Consigne 1: D'après l'extrait sur le moral des Français, pour quelle raison la remise en cause de la loi des 35 heures fait-elle scandale ? Répondez en une à trois phrases.
Consigne 2: Poursuivez l'extrait sur le moral des Français à partir de sa dernière phrase.

Il nous indique surtout une terrible baisse de tonus de la population de ce pays. Globalement les Français envisageraient l'avenir de façon optimiste à hauteur de 53 % d'entre eux, contre 60 % l'année précédente. Les perspectives économiques et sociales paraissent d'ailleurs, à en croire cette étude, beaucoup plus préoccupantes aux yeux de nos concitoyens et co-contribuables que les questions de sécurité. Le fait que 14 000 de nos compatriotes se trouvent en Côte d'Ivoire, menacés d'être pris en étau par une guerre civile et conseillés d'un cœur léger par M. Baroin de "quitter le pays" ne semble angoisser que peu de monde. L'engagement de l'élite de notre armée dans la contre-insurrection en Afghanistan avait été voté à l'unanimité sous le gouvernement Jospin n'est plus guère présenté en terme d'espoir par les gros médiats, qui n'évoquent le problème qu'en termes de calendrier de retrait et du paiement discret de rançons. Face aux menaces extérieures la pensée officielle a renoncé à l'idée de victoire. Ainsi la république a-t-elle osé reconnaître officiellement, quoique modestement, la figure militaire du général Bigeard disparu en juin 2010 : les gauchistes d'Aix en Provence vandalisent le rond-point Marcel Bigeard et osent le rebaptiser du nom du traître communiste Maurice Audin. (1)
Ne doutons pas non plus que la même doctrine s'organise à sa manière pour évaluer les débats intérieurs : tout changement dans les routines est présenté comme incongru, scandaleux, révoltant. Qu'un dirigeant socialiste comme Manuel Valls manifeste le courage (2) de se prononcer pour l'abrogation de la loi des 35 heures et les journalistes parlent de posture. Cette réglementation archaïque ayant été pensée par M. Strauss-Kahn, portée par Mme Autry, et finalement mise à profit par les très grosses entreprises, désormais, telle qu'elle a évolué depuis 2007, la remettre en cause fait scandale. Un peu comme aux temps de l'Union soviétique où face à toute suggestion occidentale, on répondait "pas question de remettre en cause les acquis de la révolution d'Octobre".

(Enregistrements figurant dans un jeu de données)
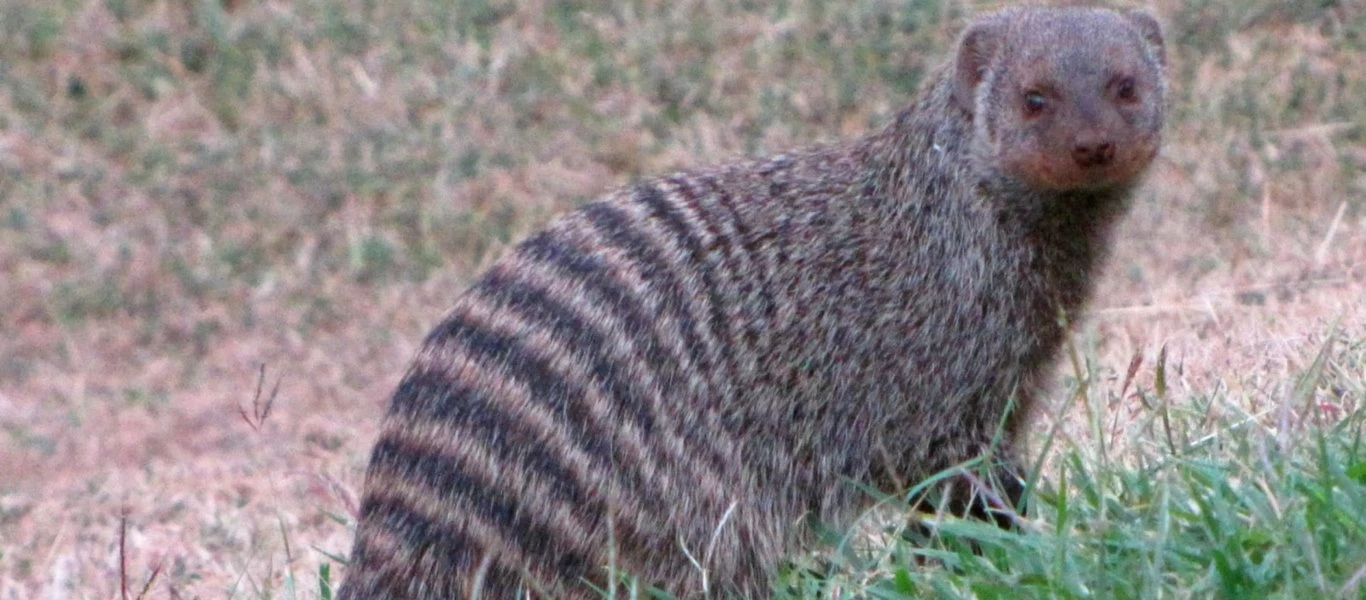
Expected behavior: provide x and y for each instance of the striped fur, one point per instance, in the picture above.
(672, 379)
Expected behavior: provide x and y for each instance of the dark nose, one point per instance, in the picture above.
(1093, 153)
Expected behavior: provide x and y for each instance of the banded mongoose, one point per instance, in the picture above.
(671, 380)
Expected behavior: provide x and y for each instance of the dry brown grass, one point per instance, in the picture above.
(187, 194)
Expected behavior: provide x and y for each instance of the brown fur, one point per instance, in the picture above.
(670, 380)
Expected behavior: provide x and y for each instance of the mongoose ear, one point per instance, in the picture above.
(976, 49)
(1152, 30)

Réponse finale 1: Elle fait scandale parce que cette réglementation a été pensée par M. Strauss-Kahn, portée par Mme Autry, puis mise à profit par les très grosses entreprises, telle qu'elle a évolué depuis 2007.

Réponse finale 2:
Pendant la misérable présidence Chirac, entre 1995 et 2007, les Français lucides, et bien plus encore les étrangers francophiles, éprouvaient un sentiment, hélas réaliste, d'effondrement inexorable de ce pays. La comparaison avec la période brejnévienne de l'URSS, et son effrayante montée de la corruption mafieuse, s'imposaient. On ne peut pas souhaiter à Claude Chirac, certes elle-même assurément étrangère aux réseaux ouzbeks, la fin misérable de Galina Léonidova Brejneva, fille du bureaucrate suprême et ci-devant figure répugnante de la nomenklatura communiste dégénérée morte alcoolique dans un asile en 1998. La mise en parallèle ne peut fonctionner que partiellement, mais la stagnation des deux pays et des deux sociétés peuvent et doivent, hélas, être comparée.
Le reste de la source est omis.